Render the material as a Markdown table with the columns "Number" and "Content", one row per line, starting at the line containing "phrase -- wicker basket" and ending with the last line of the material. Leave out blank lines and pictures.

◆ RECORDS SHOWN ◆
——————

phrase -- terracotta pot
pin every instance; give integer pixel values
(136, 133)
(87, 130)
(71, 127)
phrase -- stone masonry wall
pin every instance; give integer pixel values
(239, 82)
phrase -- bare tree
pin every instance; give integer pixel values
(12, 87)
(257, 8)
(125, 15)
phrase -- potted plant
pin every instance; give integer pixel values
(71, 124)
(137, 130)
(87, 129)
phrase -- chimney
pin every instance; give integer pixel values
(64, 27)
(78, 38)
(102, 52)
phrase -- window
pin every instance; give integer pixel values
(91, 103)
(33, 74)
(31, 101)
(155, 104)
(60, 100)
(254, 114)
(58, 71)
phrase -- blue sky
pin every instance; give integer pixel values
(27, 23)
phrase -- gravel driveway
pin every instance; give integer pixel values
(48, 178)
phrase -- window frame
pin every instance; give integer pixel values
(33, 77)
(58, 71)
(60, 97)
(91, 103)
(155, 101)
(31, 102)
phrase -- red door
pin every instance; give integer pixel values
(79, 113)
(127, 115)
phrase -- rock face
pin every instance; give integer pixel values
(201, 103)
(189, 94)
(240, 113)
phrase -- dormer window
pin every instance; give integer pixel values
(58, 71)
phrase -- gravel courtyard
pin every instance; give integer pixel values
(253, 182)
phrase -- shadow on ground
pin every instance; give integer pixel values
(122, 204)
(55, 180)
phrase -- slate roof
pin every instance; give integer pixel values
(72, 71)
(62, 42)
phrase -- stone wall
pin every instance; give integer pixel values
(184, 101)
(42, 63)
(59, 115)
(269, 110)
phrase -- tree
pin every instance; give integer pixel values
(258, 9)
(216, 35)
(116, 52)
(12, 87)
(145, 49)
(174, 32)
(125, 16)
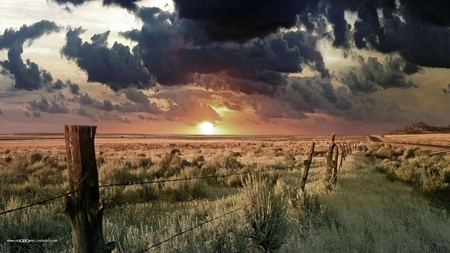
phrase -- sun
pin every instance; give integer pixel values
(206, 127)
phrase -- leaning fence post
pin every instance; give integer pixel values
(329, 167)
(307, 164)
(336, 156)
(83, 207)
(343, 154)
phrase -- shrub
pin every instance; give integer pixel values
(19, 163)
(265, 212)
(34, 157)
(189, 190)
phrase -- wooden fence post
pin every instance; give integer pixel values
(83, 206)
(343, 155)
(329, 166)
(335, 161)
(307, 164)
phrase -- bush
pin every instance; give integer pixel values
(189, 190)
(265, 212)
(34, 157)
(19, 163)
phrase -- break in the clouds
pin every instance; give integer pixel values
(127, 4)
(27, 75)
(254, 50)
(372, 75)
(116, 66)
(45, 106)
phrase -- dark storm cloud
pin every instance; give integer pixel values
(373, 75)
(73, 87)
(139, 97)
(139, 103)
(127, 4)
(26, 74)
(116, 66)
(83, 112)
(177, 51)
(236, 20)
(45, 106)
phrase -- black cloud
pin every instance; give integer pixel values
(27, 75)
(116, 66)
(373, 75)
(237, 20)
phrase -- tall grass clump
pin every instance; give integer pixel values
(429, 175)
(265, 212)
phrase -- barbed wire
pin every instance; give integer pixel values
(188, 230)
(205, 222)
(103, 185)
(38, 203)
(41, 202)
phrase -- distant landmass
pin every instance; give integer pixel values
(422, 128)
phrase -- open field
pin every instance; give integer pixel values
(359, 215)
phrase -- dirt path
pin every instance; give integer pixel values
(367, 213)
(443, 151)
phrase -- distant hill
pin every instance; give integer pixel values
(422, 128)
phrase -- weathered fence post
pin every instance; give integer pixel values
(329, 166)
(335, 161)
(343, 155)
(83, 206)
(307, 164)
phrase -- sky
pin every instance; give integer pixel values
(291, 67)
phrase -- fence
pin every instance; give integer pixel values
(82, 204)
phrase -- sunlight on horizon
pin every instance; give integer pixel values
(206, 128)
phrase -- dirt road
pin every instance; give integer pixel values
(431, 149)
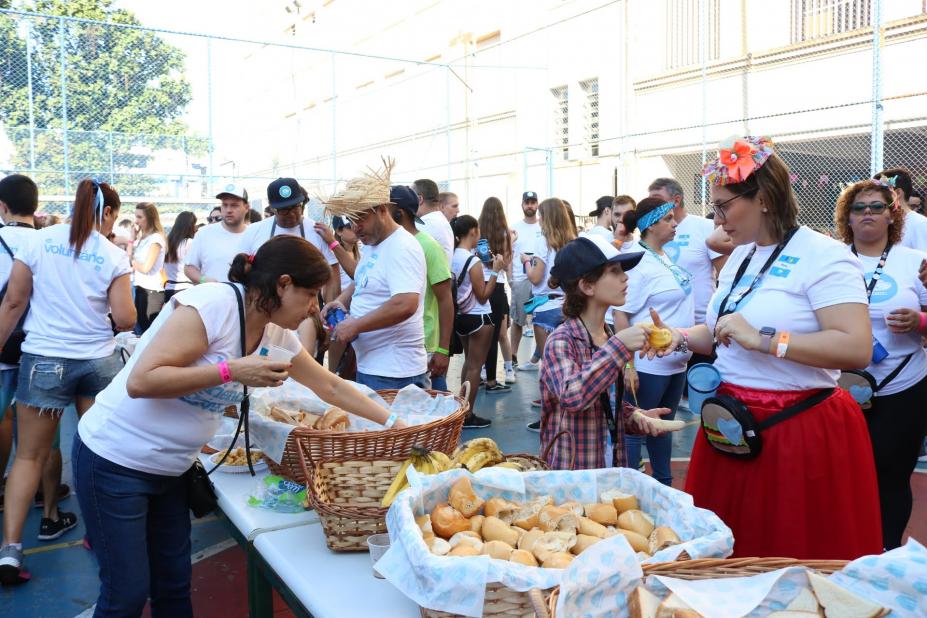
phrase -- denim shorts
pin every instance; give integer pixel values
(50, 383)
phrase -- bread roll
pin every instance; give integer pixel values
(498, 550)
(463, 498)
(501, 508)
(557, 560)
(527, 516)
(523, 557)
(604, 514)
(494, 529)
(447, 521)
(636, 521)
(661, 538)
(583, 542)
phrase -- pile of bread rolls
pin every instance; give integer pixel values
(537, 532)
(334, 419)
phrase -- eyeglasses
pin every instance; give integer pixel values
(874, 207)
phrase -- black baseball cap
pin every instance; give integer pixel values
(587, 253)
(405, 198)
(284, 193)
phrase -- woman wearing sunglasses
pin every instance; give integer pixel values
(789, 312)
(870, 220)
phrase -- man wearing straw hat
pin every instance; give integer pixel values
(386, 301)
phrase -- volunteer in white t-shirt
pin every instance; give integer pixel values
(433, 220)
(146, 254)
(386, 301)
(143, 434)
(872, 222)
(178, 245)
(789, 312)
(656, 283)
(288, 201)
(526, 233)
(72, 279)
(215, 245)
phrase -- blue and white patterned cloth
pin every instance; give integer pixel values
(457, 585)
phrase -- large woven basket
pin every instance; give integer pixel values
(440, 435)
(708, 568)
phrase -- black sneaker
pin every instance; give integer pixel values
(476, 422)
(50, 530)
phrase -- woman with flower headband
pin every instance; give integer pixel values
(656, 283)
(783, 456)
(893, 388)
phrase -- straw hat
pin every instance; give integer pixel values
(360, 194)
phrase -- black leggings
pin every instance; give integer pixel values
(499, 307)
(897, 426)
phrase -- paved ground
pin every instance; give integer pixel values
(64, 581)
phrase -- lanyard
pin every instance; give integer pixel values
(682, 276)
(877, 273)
(273, 229)
(729, 305)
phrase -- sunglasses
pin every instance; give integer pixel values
(874, 207)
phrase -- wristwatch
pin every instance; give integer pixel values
(766, 335)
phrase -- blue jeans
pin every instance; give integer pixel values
(380, 383)
(139, 527)
(656, 392)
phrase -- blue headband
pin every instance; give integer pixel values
(654, 215)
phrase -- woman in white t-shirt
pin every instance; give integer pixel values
(178, 244)
(871, 221)
(656, 283)
(75, 284)
(473, 322)
(147, 257)
(789, 312)
(134, 446)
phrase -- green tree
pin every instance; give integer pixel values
(123, 89)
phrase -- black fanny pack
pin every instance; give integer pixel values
(730, 428)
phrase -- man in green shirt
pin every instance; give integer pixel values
(439, 306)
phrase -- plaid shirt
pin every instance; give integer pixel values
(573, 376)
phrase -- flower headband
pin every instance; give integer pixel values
(653, 216)
(738, 158)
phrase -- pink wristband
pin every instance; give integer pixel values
(224, 372)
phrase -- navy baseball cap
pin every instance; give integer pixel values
(587, 253)
(405, 198)
(284, 193)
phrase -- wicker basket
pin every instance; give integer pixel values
(440, 435)
(713, 568)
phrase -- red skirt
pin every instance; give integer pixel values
(812, 492)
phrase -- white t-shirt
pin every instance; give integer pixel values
(163, 436)
(259, 233)
(543, 252)
(466, 299)
(651, 284)
(436, 225)
(898, 287)
(914, 235)
(15, 237)
(176, 278)
(525, 242)
(213, 249)
(395, 266)
(812, 272)
(689, 250)
(68, 314)
(152, 279)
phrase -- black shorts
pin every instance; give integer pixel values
(468, 323)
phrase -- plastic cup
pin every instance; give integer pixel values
(704, 381)
(378, 544)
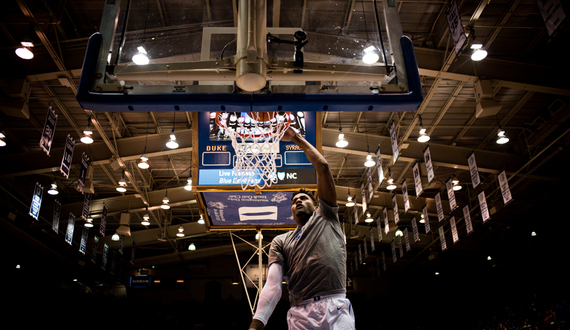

——————

◆ EXERCISE ANSWER ◆
| Number | Content |
|---|---|
| 1 | phrase -- wicker basket |
| 2 | pin every instance; give integer pixel values |
| 3 | (440, 435) |
| 4 | (713, 568) |
| 5 | phrase -- red skirt |
| 6 | pin every instance; give integer pixel values |
| 7 | (812, 492) |
| 8 | phrase -- white t-shirt |
| 9 | pin every instance; give integer pixel values |
| 10 | (163, 436) |
| 11 | (259, 233) |
| 12 | (543, 252) |
| 13 | (466, 299) |
| 14 | (651, 284) |
| 15 | (436, 225) |
| 16 | (898, 287) |
| 17 | (914, 235) |
| 18 | (15, 237) |
| 19 | (176, 278) |
| 20 | (525, 242) |
| 21 | (213, 249) |
| 22 | (395, 266) |
| 23 | (812, 272) |
| 24 | (689, 250) |
| 25 | (68, 314) |
| 26 | (152, 279) |
| 27 | phrase -- black shorts |
| 28 | pin every instance; give integer pixel values |
| 29 | (468, 323) |
| 30 | phrase -- plastic cup |
| 31 | pin every instance; give integer pixel values |
| 32 | (704, 381) |
| 33 | (378, 544) |